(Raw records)
· · · ·
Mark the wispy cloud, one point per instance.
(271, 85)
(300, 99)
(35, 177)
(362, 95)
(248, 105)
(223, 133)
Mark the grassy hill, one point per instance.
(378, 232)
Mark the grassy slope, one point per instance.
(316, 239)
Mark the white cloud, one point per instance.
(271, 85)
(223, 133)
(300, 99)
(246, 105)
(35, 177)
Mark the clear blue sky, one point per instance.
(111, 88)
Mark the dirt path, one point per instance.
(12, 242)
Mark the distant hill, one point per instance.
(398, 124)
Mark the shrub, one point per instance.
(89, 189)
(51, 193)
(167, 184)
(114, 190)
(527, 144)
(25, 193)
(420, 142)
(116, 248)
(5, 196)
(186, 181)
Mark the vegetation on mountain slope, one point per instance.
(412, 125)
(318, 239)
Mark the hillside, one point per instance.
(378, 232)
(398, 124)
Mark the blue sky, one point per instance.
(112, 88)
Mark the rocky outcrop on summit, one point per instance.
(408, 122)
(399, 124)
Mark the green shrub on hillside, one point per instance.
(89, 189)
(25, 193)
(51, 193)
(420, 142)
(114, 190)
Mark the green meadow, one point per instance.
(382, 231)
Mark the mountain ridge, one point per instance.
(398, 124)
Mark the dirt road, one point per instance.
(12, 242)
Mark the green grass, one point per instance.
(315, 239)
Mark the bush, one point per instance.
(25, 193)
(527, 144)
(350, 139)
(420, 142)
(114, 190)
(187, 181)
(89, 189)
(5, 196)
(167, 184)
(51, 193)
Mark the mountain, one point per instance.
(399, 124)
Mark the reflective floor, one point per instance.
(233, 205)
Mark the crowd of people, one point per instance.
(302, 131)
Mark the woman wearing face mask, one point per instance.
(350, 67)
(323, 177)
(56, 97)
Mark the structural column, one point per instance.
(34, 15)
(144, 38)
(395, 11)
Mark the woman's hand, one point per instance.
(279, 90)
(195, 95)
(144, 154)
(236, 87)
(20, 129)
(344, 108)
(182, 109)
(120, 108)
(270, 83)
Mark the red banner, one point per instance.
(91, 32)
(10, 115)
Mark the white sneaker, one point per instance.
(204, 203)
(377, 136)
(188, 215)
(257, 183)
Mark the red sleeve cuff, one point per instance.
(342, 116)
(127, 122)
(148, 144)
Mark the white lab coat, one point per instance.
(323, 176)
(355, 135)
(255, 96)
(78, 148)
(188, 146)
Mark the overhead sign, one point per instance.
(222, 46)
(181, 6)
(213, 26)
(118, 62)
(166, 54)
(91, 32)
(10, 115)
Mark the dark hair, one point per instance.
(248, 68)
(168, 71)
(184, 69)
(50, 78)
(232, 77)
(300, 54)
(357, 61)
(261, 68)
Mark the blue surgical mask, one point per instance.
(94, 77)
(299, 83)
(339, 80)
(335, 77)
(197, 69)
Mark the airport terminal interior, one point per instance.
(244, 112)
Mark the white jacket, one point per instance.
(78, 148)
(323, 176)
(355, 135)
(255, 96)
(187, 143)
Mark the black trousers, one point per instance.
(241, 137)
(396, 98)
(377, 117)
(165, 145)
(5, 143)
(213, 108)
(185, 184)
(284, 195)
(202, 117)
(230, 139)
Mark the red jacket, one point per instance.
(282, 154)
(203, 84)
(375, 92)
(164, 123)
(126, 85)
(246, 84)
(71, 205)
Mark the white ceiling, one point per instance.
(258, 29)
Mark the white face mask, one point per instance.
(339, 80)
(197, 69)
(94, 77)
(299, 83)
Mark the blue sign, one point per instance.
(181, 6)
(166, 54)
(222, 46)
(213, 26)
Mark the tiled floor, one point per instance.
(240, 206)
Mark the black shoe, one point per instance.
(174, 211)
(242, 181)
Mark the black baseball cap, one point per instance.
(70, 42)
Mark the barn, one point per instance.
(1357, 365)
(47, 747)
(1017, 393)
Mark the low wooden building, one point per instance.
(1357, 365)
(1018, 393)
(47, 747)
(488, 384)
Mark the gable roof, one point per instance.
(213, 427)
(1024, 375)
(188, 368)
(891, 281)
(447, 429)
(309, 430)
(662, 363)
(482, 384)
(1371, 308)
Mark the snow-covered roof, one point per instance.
· · · ·
> Short exercise: All of the lines above must be returned exactly.

> Exercise response:
Mark the wispy cloud, one point per instance.
(271, 85)
(300, 99)
(35, 177)
(362, 95)
(248, 105)
(223, 133)
Mark the grassy hill, one point per instance.
(378, 232)
Mark the grassy slope, one point per instance.
(316, 239)
Mark the white cloud, one point per instance.
(271, 85)
(223, 133)
(300, 99)
(246, 105)
(35, 177)
Mark the clear blue sky, one point per instance.
(111, 88)
Mark the dirt path, one point per instance.
(12, 242)
Mark the distant hill, one point per instance.
(398, 124)
Mark the shrub, one point per instance.
(89, 189)
(51, 193)
(167, 184)
(114, 190)
(527, 144)
(25, 193)
(420, 142)
(116, 248)
(5, 196)
(186, 181)
Mark the vegetation on mountain slope, one point per instance.
(412, 125)
(318, 239)
Mark the hillside, one point per instance.
(378, 232)
(398, 124)
Mark the blue sky, one point per instance.
(112, 88)
Mark the rocky outcrop on summit, one point per instance.
(408, 122)
(399, 124)
Mark the green shrub on hillside, one point per instance.
(89, 189)
(25, 193)
(51, 193)
(420, 142)
(114, 190)
Mark the green meadow, one point per instance.
(382, 231)
Mark the mountain ridge, one point per instance.
(398, 124)
Mark the dirt road, one point per instance.
(12, 242)
Mark the green grass, one point per instance.
(315, 239)
Mark the bush, one point per instance.
(25, 193)
(527, 144)
(350, 139)
(420, 142)
(114, 190)
(187, 181)
(89, 189)
(5, 196)
(167, 184)
(51, 193)
Mark the mountain, one point per instance.
(399, 124)
Mark the reflective floor, one point per instance.
(233, 205)
Mark the crowd of people, one point per instance.
(302, 131)
Mark the woman wearing face mask, one point per instance.
(350, 67)
(323, 177)
(56, 97)
Mark the structural column, one point per instance.
(34, 15)
(144, 38)
(395, 11)
Mark the woman's hand, one point per instance.
(279, 90)
(195, 95)
(144, 154)
(236, 87)
(20, 129)
(344, 108)
(182, 109)
(120, 108)
(270, 83)
Mark the red banner, one point per instance.
(91, 32)
(10, 115)
Mark the white sneaker, one point per instance.
(204, 203)
(377, 136)
(188, 215)
(257, 183)
Mark the red sleeve cuff, one point per instance.
(342, 116)
(127, 122)
(148, 144)
Mark the white lab coat, one point per instance.
(323, 176)
(355, 135)
(255, 96)
(78, 148)
(188, 146)
Mark the overhead sign, one point per instance.
(222, 46)
(181, 6)
(213, 26)
(118, 62)
(166, 54)
(91, 32)
(10, 115)
Mark the dark hair, one point per instance.
(248, 68)
(168, 71)
(184, 69)
(50, 78)
(232, 77)
(300, 54)
(357, 61)
(261, 68)
Mark the blue surgical mask, one point per instance.
(94, 77)
(299, 83)
(339, 80)
(335, 77)
(197, 69)
Mark the airport terminal interior, one point per instance.
(244, 112)
Mark the white jacket, one point per instance.
(78, 148)
(323, 176)
(355, 135)
(255, 96)
(187, 143)
Mark the black trousers, one point per instance.
(241, 137)
(396, 98)
(377, 117)
(165, 145)
(5, 143)
(213, 108)
(185, 184)
(284, 195)
(202, 117)
(230, 139)
Mark the red jacket, one point per instance.
(282, 154)
(203, 84)
(375, 92)
(164, 123)
(126, 85)
(246, 84)
(71, 205)
Mark the white ceiling, one point per instance.
(258, 29)
Mark the white face mask, one point per instance.
(339, 80)
(197, 69)
(94, 77)
(299, 83)
Mark the blue sign, one point per instance.
(181, 6)
(166, 54)
(222, 46)
(213, 26)
Mark the tiled floor, one point per instance.
(240, 206)
Mark the black shoe, one point per instance.
(174, 211)
(242, 181)
Mark the black baseball cap, one point per instance.
(70, 42)
Mark the barn, one point per instance.
(1357, 365)
(47, 747)
(1017, 393)
Mark the low wooden building, one point per instance.
(1357, 365)
(1018, 393)
(47, 747)
(488, 384)
Mark the gable roof, one point per instance.
(213, 427)
(1024, 375)
(188, 368)
(891, 281)
(447, 429)
(309, 430)
(662, 363)
(482, 384)
(1371, 308)
Mark the snow-covered roof, one point per instance.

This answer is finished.